* _Reading text_
# viper 5901



## ic237

Hi guys,
First time istalling an alarm so bear with me. I have a 66 mustang and I am going for an easy setup. I am a little confused about the h3 connector.

H3/1 PINK (+) IGNITION 1 INPUT/OUTPUT
H3/2 RED/WHITE (+) FUSED (30A) IGNITION 2 / FLEX RELAY INPUT 87
H3/3 ORANGE (+) ACCESSORY OUTPUT
H3/4 VIOLET (+) STARTER OUTPUT (CAR SIDE OF THE STARTER KILL)
H3/5 GREEN (+) STARTER INPUT (KEY SIDE OF THE STARTER KILL WIRE)
H3/6 RED (+) FUSED (30A) IGNITION 1 INPUT
H3/7 PINK/WHITE (+) IGNITION 2 / FLEX RELAY OUTPUT
H3/8 PINK/BLACK (+) FLEX RELAY INPUT 87A key side (if required) of FLEX
RELAY
H3/9 RED/BLACK (+) FUSED (30A) ACCESSORY/STARTER INPUT
H3/10 NC (no connection)
NC

What exactly is h3/1? 

What exactly is h3/2 mean? What is a flex relay?

Does the starter kill work this way:
Battery >>>> ignition switch >>>> H3/5 >>(5901)>> H3/4 >>>> starter relay

What is H3/9?

Thanks guys.


----------



## jaggerwild

ic237 said:


> Hi guys,
> First time istalling an alarm so bear with me. I have a 66 mustang and I am going for an easy setup. I am a little confused about the h3 connector.
> 
> H3/1 PINK (+) IGNITION 1 INPUT/OUTPUT
> H3/2 RED/WHITE (+) FUSED (30A) IGNITION 2 / FLEX RELAY INPUT 87
> H3/3 ORANGE (+) ACCESSORY OUTPUT
> H3/4 VIOLET (+) STARTER OUTPUT (CAR SIDE OF THE STARTER KILL)
> H3/5 GREEN (+) STARTER INPUT (KEY SIDE OF THE STARTER KILL WIRE)
> H3/6 RED (+) FUSED (30A) IGNITION 1 INPUT
> H3/7 PINK/WHITE (+) IGNITION 2 / FLEX RELAY OUTPUT
> H3/8 PINK/BLACK (+) FLEX RELAY INPUT 87A key side (if required) of FLEX
> RELAY
> H3/9 RED/BLACK (+) FUSED (30A) ACCESSORY/STARTER INPUT
> H3/10 NC (no connection)
> NC
> 
> What exactly is h3/1?
> 
> What exactly is h3/2 mean? What is a flex relay?

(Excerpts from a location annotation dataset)
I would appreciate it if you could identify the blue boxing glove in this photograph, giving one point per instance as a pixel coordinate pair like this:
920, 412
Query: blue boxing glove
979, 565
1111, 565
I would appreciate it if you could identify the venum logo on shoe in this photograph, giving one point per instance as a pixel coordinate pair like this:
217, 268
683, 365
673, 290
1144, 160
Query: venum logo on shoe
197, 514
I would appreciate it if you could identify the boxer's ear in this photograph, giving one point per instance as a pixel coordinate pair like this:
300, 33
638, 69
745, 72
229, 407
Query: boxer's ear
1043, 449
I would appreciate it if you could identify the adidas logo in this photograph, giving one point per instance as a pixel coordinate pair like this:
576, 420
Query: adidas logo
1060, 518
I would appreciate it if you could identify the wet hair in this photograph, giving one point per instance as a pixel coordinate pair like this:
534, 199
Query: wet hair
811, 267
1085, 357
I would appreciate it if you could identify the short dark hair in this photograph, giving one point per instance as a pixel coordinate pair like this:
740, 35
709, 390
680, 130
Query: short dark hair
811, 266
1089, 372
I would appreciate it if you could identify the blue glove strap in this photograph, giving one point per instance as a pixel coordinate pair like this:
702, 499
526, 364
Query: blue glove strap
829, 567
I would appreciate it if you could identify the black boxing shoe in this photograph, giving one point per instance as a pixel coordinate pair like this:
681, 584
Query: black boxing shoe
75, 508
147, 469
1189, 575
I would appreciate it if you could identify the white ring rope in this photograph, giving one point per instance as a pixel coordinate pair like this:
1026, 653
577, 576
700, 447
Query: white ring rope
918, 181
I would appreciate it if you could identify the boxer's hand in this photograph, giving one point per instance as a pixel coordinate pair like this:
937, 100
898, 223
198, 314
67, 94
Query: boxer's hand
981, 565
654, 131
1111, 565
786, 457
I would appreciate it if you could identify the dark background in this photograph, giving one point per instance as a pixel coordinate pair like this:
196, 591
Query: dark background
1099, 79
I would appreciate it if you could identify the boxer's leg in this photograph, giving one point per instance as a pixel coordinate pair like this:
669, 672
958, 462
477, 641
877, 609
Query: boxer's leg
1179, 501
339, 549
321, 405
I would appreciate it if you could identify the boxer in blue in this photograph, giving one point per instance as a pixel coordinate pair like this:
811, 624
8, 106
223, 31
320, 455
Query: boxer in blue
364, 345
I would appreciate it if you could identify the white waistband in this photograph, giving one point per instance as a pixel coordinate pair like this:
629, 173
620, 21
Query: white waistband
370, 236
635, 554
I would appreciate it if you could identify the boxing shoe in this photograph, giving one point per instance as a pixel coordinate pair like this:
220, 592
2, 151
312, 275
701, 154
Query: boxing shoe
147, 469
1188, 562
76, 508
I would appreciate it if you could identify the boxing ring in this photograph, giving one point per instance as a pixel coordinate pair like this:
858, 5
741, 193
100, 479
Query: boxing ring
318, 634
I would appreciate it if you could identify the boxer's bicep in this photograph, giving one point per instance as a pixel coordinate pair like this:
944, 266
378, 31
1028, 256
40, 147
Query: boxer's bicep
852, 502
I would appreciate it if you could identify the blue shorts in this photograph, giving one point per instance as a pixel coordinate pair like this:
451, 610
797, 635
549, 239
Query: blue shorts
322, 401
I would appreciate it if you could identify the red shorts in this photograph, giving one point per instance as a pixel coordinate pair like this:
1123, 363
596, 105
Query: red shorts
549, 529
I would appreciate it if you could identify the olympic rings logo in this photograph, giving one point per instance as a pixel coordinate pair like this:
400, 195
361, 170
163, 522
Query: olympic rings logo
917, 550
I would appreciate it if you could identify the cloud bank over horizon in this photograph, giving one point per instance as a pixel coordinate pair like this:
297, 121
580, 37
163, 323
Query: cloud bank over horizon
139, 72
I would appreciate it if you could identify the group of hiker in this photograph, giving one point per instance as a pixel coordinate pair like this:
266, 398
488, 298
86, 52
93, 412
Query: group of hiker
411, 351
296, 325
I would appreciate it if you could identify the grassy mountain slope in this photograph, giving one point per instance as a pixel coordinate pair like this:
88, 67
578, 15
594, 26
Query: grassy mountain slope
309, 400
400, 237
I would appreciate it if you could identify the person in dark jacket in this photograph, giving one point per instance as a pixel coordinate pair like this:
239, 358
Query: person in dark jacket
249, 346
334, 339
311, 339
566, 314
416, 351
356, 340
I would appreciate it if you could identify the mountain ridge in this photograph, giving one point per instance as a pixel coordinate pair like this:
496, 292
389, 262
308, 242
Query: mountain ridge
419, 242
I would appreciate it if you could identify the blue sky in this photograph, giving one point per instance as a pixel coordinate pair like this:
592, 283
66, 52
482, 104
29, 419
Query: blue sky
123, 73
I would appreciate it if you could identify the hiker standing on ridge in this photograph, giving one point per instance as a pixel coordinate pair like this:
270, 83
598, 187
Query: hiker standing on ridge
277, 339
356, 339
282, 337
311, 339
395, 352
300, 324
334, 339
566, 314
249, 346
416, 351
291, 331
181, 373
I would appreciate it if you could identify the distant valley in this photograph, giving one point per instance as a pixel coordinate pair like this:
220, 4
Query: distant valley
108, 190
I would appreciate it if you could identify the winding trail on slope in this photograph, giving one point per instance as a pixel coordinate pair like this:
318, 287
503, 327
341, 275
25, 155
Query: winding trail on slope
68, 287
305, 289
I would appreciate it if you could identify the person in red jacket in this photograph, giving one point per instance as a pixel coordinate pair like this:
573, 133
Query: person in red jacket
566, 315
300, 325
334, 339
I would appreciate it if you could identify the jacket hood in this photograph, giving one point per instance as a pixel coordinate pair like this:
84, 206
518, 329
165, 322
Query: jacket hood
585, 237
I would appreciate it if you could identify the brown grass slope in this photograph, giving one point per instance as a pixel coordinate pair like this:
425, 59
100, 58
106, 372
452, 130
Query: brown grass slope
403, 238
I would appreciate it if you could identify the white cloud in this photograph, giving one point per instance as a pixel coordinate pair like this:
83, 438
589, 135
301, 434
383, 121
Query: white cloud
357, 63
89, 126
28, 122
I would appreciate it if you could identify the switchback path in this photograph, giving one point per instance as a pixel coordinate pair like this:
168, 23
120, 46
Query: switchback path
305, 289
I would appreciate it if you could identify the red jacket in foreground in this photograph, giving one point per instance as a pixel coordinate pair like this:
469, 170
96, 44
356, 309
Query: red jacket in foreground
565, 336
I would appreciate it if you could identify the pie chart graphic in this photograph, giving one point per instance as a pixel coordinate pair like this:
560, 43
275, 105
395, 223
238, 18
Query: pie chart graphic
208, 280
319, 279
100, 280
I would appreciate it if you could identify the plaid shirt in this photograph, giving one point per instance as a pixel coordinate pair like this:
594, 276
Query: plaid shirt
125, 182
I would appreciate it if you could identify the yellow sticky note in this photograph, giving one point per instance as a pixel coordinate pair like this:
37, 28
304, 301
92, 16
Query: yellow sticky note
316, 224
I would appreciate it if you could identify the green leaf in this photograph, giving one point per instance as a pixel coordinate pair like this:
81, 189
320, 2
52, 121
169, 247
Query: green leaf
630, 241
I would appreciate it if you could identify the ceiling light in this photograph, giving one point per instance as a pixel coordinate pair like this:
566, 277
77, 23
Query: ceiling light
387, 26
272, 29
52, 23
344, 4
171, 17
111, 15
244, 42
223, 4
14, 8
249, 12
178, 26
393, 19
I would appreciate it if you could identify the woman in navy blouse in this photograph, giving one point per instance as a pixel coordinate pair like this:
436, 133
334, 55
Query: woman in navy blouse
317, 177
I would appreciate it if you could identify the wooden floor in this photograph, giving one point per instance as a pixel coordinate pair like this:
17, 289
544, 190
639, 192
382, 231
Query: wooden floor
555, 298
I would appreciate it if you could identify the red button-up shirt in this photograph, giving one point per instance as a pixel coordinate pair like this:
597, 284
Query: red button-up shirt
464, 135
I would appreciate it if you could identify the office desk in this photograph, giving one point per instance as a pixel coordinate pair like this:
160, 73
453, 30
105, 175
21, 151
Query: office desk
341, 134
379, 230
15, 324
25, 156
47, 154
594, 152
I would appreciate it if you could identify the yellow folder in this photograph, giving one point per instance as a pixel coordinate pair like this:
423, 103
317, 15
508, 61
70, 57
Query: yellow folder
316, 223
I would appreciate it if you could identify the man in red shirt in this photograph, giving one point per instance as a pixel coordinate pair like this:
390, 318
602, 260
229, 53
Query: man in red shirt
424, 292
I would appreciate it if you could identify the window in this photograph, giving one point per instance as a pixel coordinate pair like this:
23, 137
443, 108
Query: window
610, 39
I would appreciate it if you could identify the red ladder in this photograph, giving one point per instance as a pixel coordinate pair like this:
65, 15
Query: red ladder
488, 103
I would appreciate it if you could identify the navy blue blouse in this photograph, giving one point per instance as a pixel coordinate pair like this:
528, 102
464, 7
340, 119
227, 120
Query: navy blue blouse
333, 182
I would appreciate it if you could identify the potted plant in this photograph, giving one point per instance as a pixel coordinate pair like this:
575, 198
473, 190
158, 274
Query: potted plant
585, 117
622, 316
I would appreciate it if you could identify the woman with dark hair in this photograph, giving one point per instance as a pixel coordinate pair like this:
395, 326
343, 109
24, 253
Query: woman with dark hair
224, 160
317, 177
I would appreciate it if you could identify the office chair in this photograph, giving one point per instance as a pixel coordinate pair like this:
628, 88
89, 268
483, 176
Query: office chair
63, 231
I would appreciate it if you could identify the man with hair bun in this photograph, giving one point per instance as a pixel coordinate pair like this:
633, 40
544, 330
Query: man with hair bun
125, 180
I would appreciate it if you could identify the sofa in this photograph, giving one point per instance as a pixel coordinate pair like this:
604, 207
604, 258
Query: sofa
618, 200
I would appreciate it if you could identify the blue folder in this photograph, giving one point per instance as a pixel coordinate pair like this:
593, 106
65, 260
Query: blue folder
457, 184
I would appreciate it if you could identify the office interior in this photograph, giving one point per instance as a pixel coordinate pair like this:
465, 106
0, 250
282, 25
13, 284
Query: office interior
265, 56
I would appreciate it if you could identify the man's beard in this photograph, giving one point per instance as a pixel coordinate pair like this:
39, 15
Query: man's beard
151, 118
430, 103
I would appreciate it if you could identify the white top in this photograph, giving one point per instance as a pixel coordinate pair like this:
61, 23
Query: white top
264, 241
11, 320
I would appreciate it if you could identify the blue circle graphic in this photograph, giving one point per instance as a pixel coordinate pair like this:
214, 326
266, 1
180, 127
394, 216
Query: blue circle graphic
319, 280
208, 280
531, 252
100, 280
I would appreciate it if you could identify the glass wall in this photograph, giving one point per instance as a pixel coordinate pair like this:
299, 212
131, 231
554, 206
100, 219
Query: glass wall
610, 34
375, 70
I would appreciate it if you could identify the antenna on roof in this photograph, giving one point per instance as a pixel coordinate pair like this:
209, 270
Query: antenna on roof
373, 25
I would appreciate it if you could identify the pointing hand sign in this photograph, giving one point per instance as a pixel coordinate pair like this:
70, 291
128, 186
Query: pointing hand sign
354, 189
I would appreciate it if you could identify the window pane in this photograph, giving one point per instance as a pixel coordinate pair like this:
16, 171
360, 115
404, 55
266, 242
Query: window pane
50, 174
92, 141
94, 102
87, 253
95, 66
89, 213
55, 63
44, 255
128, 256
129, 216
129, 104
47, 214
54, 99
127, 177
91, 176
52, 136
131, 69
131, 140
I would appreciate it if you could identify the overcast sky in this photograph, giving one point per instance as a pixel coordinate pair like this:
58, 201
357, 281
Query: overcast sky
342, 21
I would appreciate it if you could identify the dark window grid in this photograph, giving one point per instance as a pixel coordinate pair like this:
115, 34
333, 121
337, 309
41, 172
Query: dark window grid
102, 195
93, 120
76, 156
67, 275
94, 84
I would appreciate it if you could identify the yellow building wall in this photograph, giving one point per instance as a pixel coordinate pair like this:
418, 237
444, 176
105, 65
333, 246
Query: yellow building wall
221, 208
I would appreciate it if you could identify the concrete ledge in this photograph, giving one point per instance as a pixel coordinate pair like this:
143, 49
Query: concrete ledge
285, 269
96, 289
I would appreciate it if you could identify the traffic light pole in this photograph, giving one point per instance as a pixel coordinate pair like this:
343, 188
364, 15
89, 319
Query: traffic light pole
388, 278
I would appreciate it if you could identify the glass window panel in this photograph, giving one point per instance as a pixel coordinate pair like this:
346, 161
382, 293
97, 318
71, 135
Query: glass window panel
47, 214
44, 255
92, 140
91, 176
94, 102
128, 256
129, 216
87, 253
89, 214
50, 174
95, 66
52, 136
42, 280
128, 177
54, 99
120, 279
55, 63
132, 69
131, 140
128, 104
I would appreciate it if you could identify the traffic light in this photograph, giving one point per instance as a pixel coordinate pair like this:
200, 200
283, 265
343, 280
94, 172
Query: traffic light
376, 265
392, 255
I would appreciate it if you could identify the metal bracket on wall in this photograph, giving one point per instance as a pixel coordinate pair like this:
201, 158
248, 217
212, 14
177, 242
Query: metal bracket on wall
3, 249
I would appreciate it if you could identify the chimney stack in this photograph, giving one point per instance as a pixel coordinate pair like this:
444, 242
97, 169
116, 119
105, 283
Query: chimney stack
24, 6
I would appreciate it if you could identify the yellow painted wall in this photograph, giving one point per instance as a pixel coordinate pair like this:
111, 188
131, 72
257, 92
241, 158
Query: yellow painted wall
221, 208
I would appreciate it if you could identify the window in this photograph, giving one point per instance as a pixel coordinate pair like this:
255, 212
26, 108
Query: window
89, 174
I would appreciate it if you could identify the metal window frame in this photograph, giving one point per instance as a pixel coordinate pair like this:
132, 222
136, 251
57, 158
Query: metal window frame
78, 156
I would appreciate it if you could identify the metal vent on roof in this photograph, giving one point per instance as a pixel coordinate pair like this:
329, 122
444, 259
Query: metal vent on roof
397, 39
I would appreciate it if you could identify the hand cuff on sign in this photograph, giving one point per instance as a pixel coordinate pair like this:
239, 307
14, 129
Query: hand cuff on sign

* _What to work on_
According to the forum thread, what color is the wire at H3/4, and what is that pin's function?

* _Finished exercise_
The H3/4 wire is violet, and it is the starter output on the car side of the starter kill.